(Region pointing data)
# # # #

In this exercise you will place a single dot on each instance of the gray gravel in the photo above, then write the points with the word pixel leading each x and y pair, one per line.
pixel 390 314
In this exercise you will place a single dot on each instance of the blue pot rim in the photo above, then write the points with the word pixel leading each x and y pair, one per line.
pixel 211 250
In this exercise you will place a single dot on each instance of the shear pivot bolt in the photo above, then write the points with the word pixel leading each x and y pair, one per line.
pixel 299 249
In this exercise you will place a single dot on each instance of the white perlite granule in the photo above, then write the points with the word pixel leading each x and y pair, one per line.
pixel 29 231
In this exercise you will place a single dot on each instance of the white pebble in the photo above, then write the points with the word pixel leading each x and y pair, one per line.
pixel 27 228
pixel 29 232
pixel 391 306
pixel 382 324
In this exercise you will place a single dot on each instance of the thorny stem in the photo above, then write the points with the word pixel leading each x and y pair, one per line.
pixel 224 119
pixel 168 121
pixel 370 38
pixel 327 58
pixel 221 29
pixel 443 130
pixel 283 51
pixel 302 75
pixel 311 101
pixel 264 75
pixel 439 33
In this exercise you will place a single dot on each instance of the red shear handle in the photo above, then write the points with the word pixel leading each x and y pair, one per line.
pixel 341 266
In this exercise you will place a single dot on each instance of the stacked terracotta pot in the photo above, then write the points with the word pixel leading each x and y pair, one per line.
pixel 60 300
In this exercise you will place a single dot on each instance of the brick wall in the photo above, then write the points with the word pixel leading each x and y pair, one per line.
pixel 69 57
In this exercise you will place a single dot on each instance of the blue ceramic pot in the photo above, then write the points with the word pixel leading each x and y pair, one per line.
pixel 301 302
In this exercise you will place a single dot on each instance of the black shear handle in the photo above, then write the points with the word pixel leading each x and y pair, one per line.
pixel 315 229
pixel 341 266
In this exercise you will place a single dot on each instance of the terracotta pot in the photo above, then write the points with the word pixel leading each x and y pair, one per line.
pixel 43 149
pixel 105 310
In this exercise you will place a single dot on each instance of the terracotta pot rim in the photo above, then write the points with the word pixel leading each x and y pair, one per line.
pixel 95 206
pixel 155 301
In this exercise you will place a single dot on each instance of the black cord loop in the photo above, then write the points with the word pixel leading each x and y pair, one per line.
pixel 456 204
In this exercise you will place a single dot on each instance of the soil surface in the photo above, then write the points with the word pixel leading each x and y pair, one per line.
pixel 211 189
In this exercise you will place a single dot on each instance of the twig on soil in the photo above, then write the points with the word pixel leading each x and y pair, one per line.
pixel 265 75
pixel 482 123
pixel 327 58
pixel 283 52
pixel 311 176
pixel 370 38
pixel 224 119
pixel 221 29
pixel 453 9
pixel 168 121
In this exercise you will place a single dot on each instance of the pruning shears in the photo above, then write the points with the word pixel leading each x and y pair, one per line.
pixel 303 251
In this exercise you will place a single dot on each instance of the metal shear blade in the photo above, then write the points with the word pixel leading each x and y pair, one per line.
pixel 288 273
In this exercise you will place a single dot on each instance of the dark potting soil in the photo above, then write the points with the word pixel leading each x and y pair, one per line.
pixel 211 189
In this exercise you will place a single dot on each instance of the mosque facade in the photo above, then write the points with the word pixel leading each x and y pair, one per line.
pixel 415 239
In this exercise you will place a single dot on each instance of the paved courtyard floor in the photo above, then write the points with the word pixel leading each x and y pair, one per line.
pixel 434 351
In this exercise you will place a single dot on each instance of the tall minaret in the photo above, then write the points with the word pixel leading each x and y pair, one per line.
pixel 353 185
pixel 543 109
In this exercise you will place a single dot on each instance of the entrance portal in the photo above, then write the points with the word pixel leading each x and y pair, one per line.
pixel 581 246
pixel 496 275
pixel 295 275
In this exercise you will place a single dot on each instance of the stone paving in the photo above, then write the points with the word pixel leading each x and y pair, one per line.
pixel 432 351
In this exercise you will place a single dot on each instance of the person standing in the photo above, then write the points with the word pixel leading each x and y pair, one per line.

# # # #

• Action item:
Your task is to repeat the data exactly; please include every line.

• Solution to this problem:
In this exercise you will place a single dot on each instance of the gray gravel in the photo above, then write the points with the word pixel leading each x and y pair, one per line.
pixel 390 314
In this exercise you will place a single dot on each instance of the blue pot rim in the photo above, then write the points with the word pixel leading each x and y pair, one per line.
pixel 211 250
In this exercise you will place a single dot on each instance of the shear pivot bolt in the photo above, then write the points with the word pixel leading each x and y pair, one per line.
pixel 299 249
In this exercise you will place a single dot on each instance of the white perlite granule in the photo above, then write the points with the word pixel leading each x and y pair, one per line.
pixel 29 231
In this exercise you will place a single dot on each instance of the white pebble in the photo above, then write the points with the word pixel leading each x and y pair, one per line.
pixel 27 228
pixel 29 232
pixel 391 306
pixel 382 324
In this exercise you will place a single dot on each instance of the thorny stem in the photo above, then write the points with the word pixel leading each x and y pair, one per line.
pixel 224 119
pixel 168 121
pixel 370 38
pixel 327 58
pixel 221 29
pixel 443 130
pixel 283 51
pixel 302 75
pixel 311 101
pixel 264 75
pixel 439 33
In this exercise you will place a single dot on each instance of the red shear handle in the photo above, then write the points with the word pixel leading each x and y pair, one per line.
pixel 341 266
In this exercise you will place a single dot on each instance of the stacked terracotta pot in the photo above, then write the points with the word pixel leading each x and y pair, one per line.
pixel 60 300
In this exercise you will place a single dot on each instance of the brick wall in the photo above, then write the points with the word pixel leading each x and y pair, one per line.
pixel 69 57
In this exercise you will place a single dot on each instance of the blue ceramic pot in the photo above, then write the points with the word pixel leading each x and y pair, one per line.
pixel 301 302
In this exercise you will place a single dot on each instance of the black shear handle in the photo above, then write the points with the word pixel leading each x and y pair, one per line.
pixel 315 229
pixel 341 266
In this exercise you will place a single dot on each instance of the terracotta pot in the photo above, then write the points with the word pixel leading each x and y pair, one per line.
pixel 43 149
pixel 105 310
In this exercise you will place a single dot on each instance of the terracotta pot rim in the photo above, then write the points with the word pixel leading each x and y pair, one per line.
pixel 95 206
pixel 155 301
In this exercise you will place a single dot on each instance of the black cord loop in the photo above, then write the points with the word pixel leading each x and y pair, one per line.
pixel 456 204
In this exercise you will place a single dot on each instance of the soil surface in the photo above, then write the points with the word pixel leading each x and y pair, one per line.
pixel 211 189
In this exercise you will place a single dot on each instance of the twig on soil in the photo above, then write the points with the word pixel leading each x and y pair, one per line.
pixel 265 75
pixel 482 123
pixel 327 58
pixel 283 52
pixel 311 176
pixel 370 38
pixel 224 119
pixel 221 29
pixel 453 9
pixel 168 121
In this exercise you will place a single dot on each instance of the pruning shears in the photo above, then write the points with the word pixel leading each x and y pair, one per line.
pixel 303 251
In this exercise you will place a single dot on each instance of the metal shear blade in the photo above, then write the points with the word pixel leading each x and y pair, one per line.
pixel 288 273
In this exercise you will place a single dot on each instance of the dark potting soil in the photo above, then write the points with the word pixel leading each x and y pair, one per line.
pixel 211 189
In this exercise you will place a single dot on each instance of the mosque facade in the photo above, then write the points with the word pixel leading each x and y pair, one per line.
pixel 415 239
In this exercise you will place a single dot on each instance of the paved courtyard floor in the photo above, then write the points with the word pixel leading each x and y pair, one per line.
pixel 434 351
In this exercise you will place a single dot on each instance of the tall minaret in the photo above, then write the points with the word pixel leading each x and y pair, one per line.
pixel 353 185
pixel 543 109
In this exercise you will place a single dot on each instance of the entrance portal in the photo above, then write the points with the word pixel leading each x and y pair, one per line.
pixel 581 246
pixel 496 275
pixel 295 275
In this exercise you will place a single dot on each instance of the stone paving in the photo above, then write the points with the word pixel leading each x and y pair, one per line.
pixel 432 351
In this exercise you will place a single dot on each instance of the person standing in the photo above, then write the points with the word pixel leading each x and y pair, one per line.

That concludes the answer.